Tuesday, August 4, 2009

Performance Evaluation: Mentor

Imagine that you are a mentor and your mentee has asked you to help him develop his speaking ability. You know that he is going to be speaking for a crowd of about three hundred people, so rather than telling him that you will be there, you slip in, find a seat at the back and listen to him speak. He is terrible. So what should you tell him the next time you meet?

The mentor should not evaluate the performance of the mentee. Consider how the mentee will react if you meet with him and say, “You did it all wrong. You looked at your notes too much. You never made eye contact. You stood too far away from the microphone. The jokes at the beginning were lame. People were asking where they got this guy.” The mentee is going to leave that meeting feeling like he can do anything right and he won’t know how he can fix it.

Do this instead. First, ask the mentee how he thought he did. If he says that he thought he did okay, ask him to put a list of things in order from the weakest to the strongest. In this case, the list would include such things as eye contact, connecting with the audience, use of notes, etc. Then take what he considers to be the weakest and discuss what he can do to make it stronger. This way, he doesn’t feel that you are telling him that he is terrible, but he see you as helping him in an area where he knows he can benefit from improvement.

Thursday, July 30, 2009

Are You Ready?

A mentoring relation ship is not something to take lightly. Many people see the advantages of a mentoring relationship, but they aren’t fully prepared to take advantage of it. Below are some things that will help you decide if you are prepared to be either a mentee or a mentor:

For the Mentee

  • Are you prepared to take an active role in developing yourself as a writer, speaker or whatever area of development you have?

- Data lines

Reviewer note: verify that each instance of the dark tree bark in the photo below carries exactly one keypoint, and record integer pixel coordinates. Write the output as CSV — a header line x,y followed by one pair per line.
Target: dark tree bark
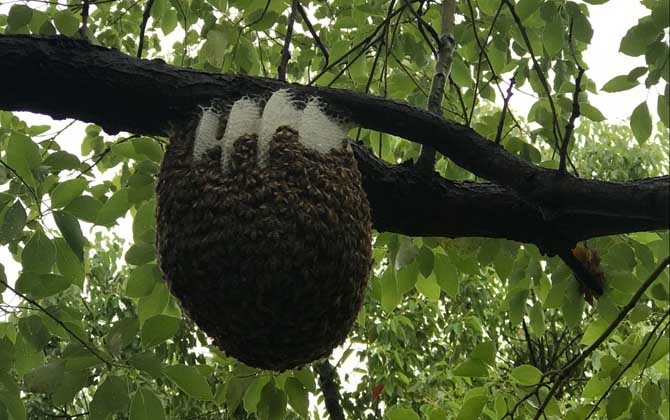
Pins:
x,y
67,78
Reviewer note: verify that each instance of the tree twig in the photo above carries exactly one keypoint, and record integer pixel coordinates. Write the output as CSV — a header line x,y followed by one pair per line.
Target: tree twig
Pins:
x,y
501,123
286,50
329,388
445,53
315,35
143,26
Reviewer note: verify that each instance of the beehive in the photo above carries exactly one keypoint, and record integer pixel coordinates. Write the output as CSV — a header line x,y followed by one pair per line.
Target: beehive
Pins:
x,y
264,230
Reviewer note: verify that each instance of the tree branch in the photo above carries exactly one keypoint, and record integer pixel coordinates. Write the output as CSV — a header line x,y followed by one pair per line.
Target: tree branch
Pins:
x,y
55,76
331,393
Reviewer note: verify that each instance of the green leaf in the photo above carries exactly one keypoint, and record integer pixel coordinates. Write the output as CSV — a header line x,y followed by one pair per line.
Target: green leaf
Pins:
x,y
71,383
618,401
154,304
537,319
142,280
272,405
472,368
640,123
68,264
146,406
19,15
140,253
144,223
401,413
46,379
389,288
121,334
526,374
23,156
252,396
147,362
473,404
461,73
428,287
61,161
214,47
595,387
39,254
619,84
486,352
581,27
33,330
190,381
67,191
297,396
446,275
115,207
85,208
525,8
10,396
149,147
66,22
110,397
358,70
593,331
157,329
40,286
552,37
13,224
636,40
71,231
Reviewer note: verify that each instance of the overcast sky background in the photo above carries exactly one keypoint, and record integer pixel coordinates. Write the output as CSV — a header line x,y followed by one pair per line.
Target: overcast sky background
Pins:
x,y
610,22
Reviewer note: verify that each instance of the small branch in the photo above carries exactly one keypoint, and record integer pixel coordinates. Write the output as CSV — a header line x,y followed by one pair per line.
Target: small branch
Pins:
x,y
567,368
501,123
575,107
538,70
143,26
630,363
84,18
262,15
38,201
62,325
315,35
446,45
285,52
581,273
571,122
329,388
421,24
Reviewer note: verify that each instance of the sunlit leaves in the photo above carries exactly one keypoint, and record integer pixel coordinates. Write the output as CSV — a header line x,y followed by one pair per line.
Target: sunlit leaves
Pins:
x,y
189,380
157,329
146,406
115,207
66,22
640,122
39,254
401,413
110,397
526,374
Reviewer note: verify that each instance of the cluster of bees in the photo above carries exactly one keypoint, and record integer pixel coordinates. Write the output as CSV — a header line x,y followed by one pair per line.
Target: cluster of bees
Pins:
x,y
270,257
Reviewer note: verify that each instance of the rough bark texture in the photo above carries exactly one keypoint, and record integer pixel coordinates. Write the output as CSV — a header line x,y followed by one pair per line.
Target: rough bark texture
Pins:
x,y
68,78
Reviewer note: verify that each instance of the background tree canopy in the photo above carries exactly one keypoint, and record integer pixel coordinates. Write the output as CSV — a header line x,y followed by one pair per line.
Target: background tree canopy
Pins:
x,y
485,298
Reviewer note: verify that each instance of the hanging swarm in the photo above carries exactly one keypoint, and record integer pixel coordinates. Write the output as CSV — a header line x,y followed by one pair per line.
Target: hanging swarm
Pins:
x,y
264,230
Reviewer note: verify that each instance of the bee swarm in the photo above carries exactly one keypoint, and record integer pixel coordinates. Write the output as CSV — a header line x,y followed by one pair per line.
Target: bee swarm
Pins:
x,y
264,234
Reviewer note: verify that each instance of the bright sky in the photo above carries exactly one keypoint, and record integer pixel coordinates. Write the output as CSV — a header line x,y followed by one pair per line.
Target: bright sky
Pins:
x,y
610,22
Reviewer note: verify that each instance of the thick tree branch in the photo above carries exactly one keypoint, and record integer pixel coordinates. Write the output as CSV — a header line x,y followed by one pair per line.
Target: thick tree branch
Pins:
x,y
56,76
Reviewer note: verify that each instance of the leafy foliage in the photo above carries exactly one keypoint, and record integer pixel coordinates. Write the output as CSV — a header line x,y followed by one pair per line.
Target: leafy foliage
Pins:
x,y
460,328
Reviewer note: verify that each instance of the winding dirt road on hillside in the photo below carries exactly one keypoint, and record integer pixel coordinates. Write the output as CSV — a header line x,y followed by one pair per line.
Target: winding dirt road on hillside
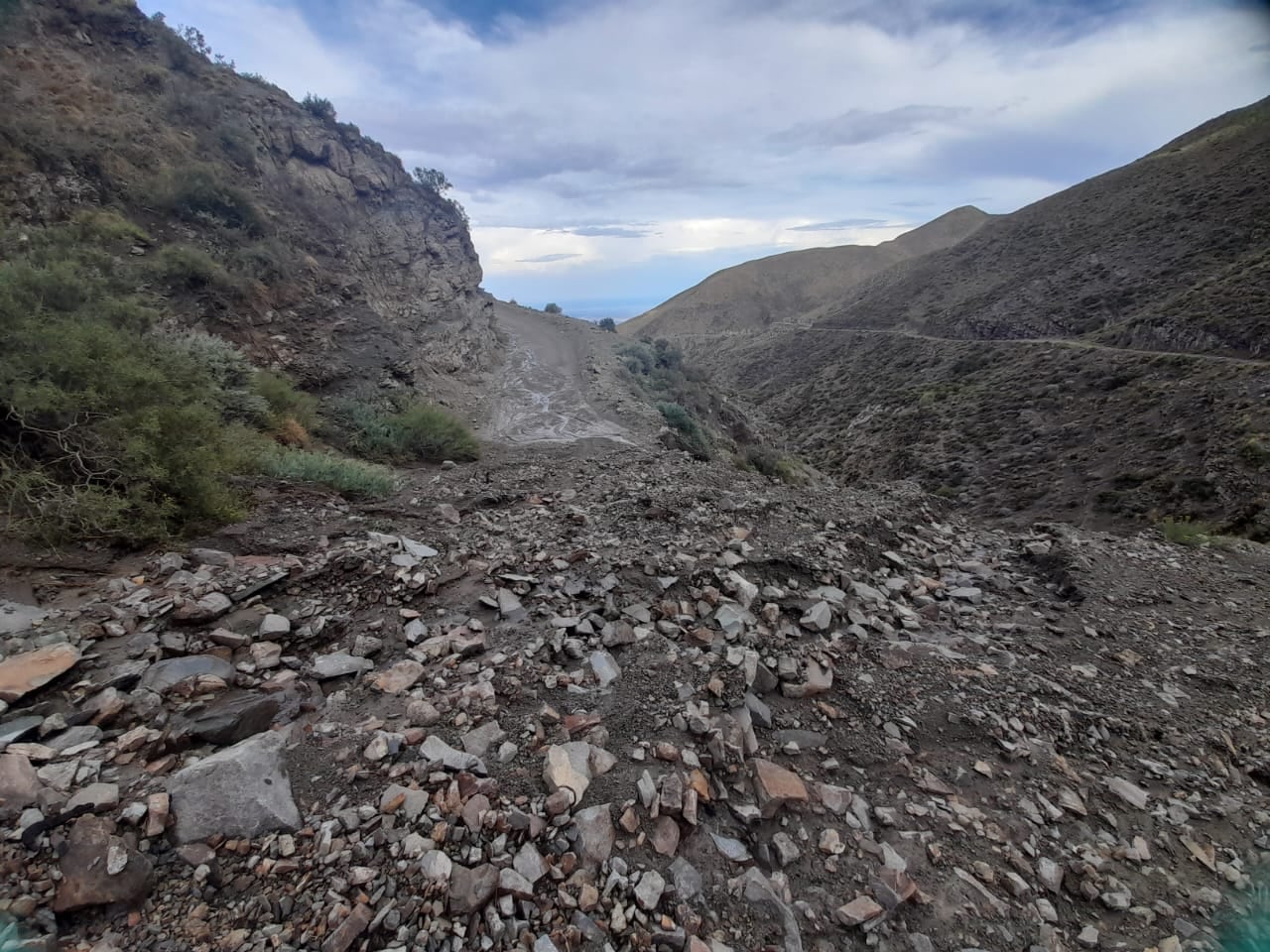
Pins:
x,y
541,395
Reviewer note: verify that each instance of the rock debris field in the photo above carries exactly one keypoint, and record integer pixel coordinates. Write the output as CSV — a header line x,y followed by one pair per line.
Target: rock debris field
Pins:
x,y
622,701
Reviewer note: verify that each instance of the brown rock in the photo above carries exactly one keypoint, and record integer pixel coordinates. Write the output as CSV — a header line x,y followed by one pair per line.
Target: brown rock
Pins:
x,y
471,889
22,674
347,932
857,911
19,784
775,787
99,869
666,835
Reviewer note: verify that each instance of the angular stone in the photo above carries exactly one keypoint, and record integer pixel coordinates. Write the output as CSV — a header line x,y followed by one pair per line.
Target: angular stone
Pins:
x,y
164,675
399,678
775,787
339,664
648,892
240,791
480,739
666,835
563,771
17,619
99,796
232,716
471,889
436,866
21,674
818,617
857,911
604,667
434,748
100,869
595,834
1129,792
273,626
19,783
348,930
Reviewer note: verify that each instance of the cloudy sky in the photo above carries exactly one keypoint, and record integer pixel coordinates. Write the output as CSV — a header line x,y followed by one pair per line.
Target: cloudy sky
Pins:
x,y
612,153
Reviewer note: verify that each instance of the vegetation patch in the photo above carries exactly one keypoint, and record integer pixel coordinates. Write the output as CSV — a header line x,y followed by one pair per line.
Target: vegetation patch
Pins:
x,y
350,477
404,430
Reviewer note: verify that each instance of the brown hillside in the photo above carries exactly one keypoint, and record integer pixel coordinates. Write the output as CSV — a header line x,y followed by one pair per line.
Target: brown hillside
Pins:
x,y
786,286
1098,354
340,267
1169,253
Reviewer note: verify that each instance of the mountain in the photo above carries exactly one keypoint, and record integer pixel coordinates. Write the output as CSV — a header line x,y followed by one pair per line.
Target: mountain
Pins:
x,y
784,287
1095,356
341,268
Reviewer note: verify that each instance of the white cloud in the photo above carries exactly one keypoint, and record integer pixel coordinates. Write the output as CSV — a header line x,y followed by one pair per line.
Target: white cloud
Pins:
x,y
721,125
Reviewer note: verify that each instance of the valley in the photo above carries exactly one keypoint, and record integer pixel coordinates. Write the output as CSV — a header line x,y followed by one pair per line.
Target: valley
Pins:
x,y
910,597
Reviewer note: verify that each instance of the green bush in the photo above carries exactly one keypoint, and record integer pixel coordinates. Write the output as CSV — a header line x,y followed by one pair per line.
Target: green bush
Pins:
x,y
105,430
690,433
318,108
197,194
405,433
1255,451
1185,532
285,400
187,268
352,477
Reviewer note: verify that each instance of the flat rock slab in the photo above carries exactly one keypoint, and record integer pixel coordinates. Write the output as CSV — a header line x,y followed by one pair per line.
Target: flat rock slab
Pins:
x,y
240,791
19,783
24,673
232,716
17,617
163,676
99,869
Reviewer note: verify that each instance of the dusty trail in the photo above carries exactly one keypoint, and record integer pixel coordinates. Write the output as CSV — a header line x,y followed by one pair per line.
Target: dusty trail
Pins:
x,y
541,397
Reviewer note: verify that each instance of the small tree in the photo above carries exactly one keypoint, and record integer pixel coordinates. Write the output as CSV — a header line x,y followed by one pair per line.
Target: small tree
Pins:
x,y
318,108
432,179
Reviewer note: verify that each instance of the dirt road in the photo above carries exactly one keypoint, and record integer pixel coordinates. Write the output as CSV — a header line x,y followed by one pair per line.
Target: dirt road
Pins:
x,y
541,397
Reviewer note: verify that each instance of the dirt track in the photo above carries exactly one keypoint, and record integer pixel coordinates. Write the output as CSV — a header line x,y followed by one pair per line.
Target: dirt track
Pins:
x,y
541,395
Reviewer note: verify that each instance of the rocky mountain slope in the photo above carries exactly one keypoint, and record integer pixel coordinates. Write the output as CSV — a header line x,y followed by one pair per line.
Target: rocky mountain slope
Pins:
x,y
785,287
1098,354
327,259
631,701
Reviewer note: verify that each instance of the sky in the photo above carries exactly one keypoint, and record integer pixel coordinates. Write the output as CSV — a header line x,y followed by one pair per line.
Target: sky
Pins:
x,y
612,153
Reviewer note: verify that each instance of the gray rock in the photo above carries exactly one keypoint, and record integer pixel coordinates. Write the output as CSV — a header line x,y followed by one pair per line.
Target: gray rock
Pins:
x,y
648,892
595,834
471,889
232,716
685,879
434,748
273,626
17,617
164,675
339,664
603,665
240,791
18,728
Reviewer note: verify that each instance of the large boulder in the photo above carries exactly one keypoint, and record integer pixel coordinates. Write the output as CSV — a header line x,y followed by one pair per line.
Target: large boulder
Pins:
x,y
240,791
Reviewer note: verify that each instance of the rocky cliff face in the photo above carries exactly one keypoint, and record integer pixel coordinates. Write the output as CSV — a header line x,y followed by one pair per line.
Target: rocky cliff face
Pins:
x,y
345,272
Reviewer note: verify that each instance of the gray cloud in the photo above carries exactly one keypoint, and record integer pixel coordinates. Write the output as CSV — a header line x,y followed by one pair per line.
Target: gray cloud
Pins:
x,y
856,127
607,231
547,259
841,225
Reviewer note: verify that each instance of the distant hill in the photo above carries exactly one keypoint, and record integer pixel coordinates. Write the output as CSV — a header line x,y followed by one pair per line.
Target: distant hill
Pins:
x,y
784,287
1167,253
1102,353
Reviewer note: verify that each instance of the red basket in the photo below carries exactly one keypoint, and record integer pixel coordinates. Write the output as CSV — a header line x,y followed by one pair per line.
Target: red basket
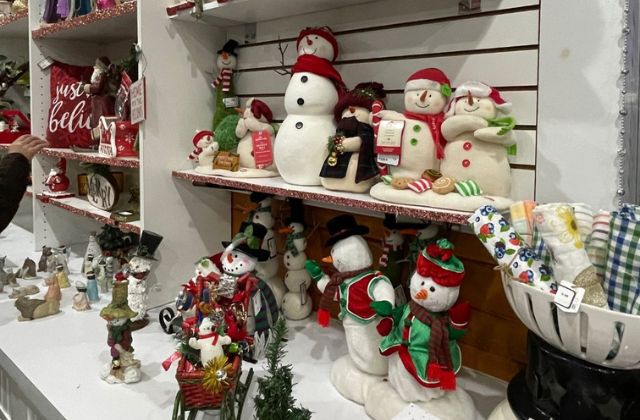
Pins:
x,y
193,393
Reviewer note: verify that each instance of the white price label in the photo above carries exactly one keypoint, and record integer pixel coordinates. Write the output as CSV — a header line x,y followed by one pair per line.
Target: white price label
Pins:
x,y
568,297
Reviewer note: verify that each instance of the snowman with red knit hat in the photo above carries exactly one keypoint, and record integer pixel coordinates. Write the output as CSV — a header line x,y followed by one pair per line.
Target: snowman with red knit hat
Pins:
x,y
478,132
313,91
424,356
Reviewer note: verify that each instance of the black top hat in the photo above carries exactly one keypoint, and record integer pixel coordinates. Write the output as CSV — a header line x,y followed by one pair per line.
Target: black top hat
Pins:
x,y
149,243
343,226
230,47
297,212
254,233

- Problems
(a) Reproduce the part of the mentoring post starting at "Thursday, July 30, 2009" and ending at "development you have?", but please rename every "mentoring" as "coaching".
(b) For each statement below, decide whether the mentoring post supports it. Answer yes or no, and quote the words of the post that settle it.
(i) The mentor sits at the back of the room to hear the mentee speak.
(ii) The mentee is going to address a crowd of about five hundred people.
(iii) The first step the post recommends is asking the mentee how he thought he did.

- Results for each task
(a)
Thursday, July 30, 2009

Are You Ready?

A coaching relation ship is not something to take lightly. Many people see the advantages of a coaching relationship, but they aren’t fully prepared to take advantage of it. Below are some things that will help you decide if you are prepared to be either a mentee or a mentor:

For the Mentee

  • Are you prepared to take an active role in developing yourself as a writer, speaker or whatever area of development you have?

(b)
(i) Yes: "find a seat at the back and listen to him speak"
(ii) No: "a crowd of about three hundred people"
(iii) Yes: "First, ask the mentee how he thought he did."